Textauszug
.....

PR Neo 60- Der Kristallpalast

Rüdiger Schäfer

Mit „Der Kristallpalast“ liegt zumindest in der Theorie der letzte Band des „Arkon“ Zwölfteilers vor. Nur in der Theorie, da die Zyklenbezeichnung im Grunde eine Farce ist. Die Handlung endet mit einem Cliffhangar – Perry Rhodan und der klägliche Rest seines Teams müssen aus den Räumen des Regenten entkommen – und über das Epetran Archiv wird erst im nächsten Zwölfteiler berichtet. Diese nahtlosen Übergänge sind spannungstechnisch und wahrscheinlich auch aus kommerziellen Gründen zu verstehen, machen es aber potentiellen Neueinsteigern auch nicht leicht, mit einer internen Nummer eins in die laufende Handlung einzusteigen.

Viel schlimmer ist, dass Rüdiger Schäfer nach den Vorgaben des Expose einen im Grunde enttäuschenden Roman abliefert, der wie es sich inzwischen für „Neo“ gehört, dieses Mal in Bezug auf Crest weitere Fragen aufhäuft und vor allem diese ganze Mission in Frage stellt. Anfänglich konnten und mussten Perry Rhodan und die Leser davon ausgehen, dass das Epetran Archiv ein zugängliches Archiv ist, das die Koordinaten der Erde und Hinweise auf den Planeten des ewigen Lebens enthalten hat. Am Ende dieses Romans hat man erfahren, dass Crest das Archiv im Grunde auch vor den Augen seines ehemals besten Freundes Onat da Heskmar verborgen und an einem derartig auffälligen Ort versteckt hat, das die Bedeutung dieses Fundes für Unwissende – und dazu gehört selbst der Regent – nicht ermessbar ist. Vor allem angesichts der Tatsache, dass der in Ungnade gefallene an Leukämie erkrankte - von oben wurde ihm eine Heilung durch die Aras nicht zu gestanden – Crest auf eine eher unwichtige Expedition ins Nichts aufgebrochen ist. Am Ende seines sinnlosen Kreuzzuges hat Rhodan nicht nur mehrere Dutzend seiner Mitstreiter gefährdet – ein Teil seiner Mannschaft ist immer noch in Gefangenschaft -, sondern zur Sicherung der Erde nichts erreicht. Aber es gibt Hinweise, dass die Suche nach dem Archiv wieder nur ein Mosaikstein einer kosmischen und teilweise unfreiwillig auch komischen Suche ist. In der Originalserie stand am Ende der ersten Suche Wanderer und das ewige Leben. Es bleibt nicht unbedingt spannend angelegt abzuwarten, in welche Richtung Rhodan von den verschiedenen, hinter den Kulissen streitenden Parteien geführt werden soll und ob Frank Borsch irgendwann die Kurve bekommt, die Handlung nachvollziehbar vereinfacht und nicht unbedingt simplifiziert, aber vor allem einen kontinuierlichen roten Faden findet.

.....

Gesammelte Daten
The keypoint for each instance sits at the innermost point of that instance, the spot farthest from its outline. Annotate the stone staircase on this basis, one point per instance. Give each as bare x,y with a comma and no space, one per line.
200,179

.....

Gestellte Aufgabe
Was stand laut der Rezension zu „Der Kristallpalast“ in der Originalserie am Ende der ersten Suche? Bitte antworten Sie mit einem Satz. Die Liste spielt hierfür keine Rolle.

Antwort zur Aufgabe
Am Ende der ersten Suche standen in der Originalserie Wanderer und das ewige Leben.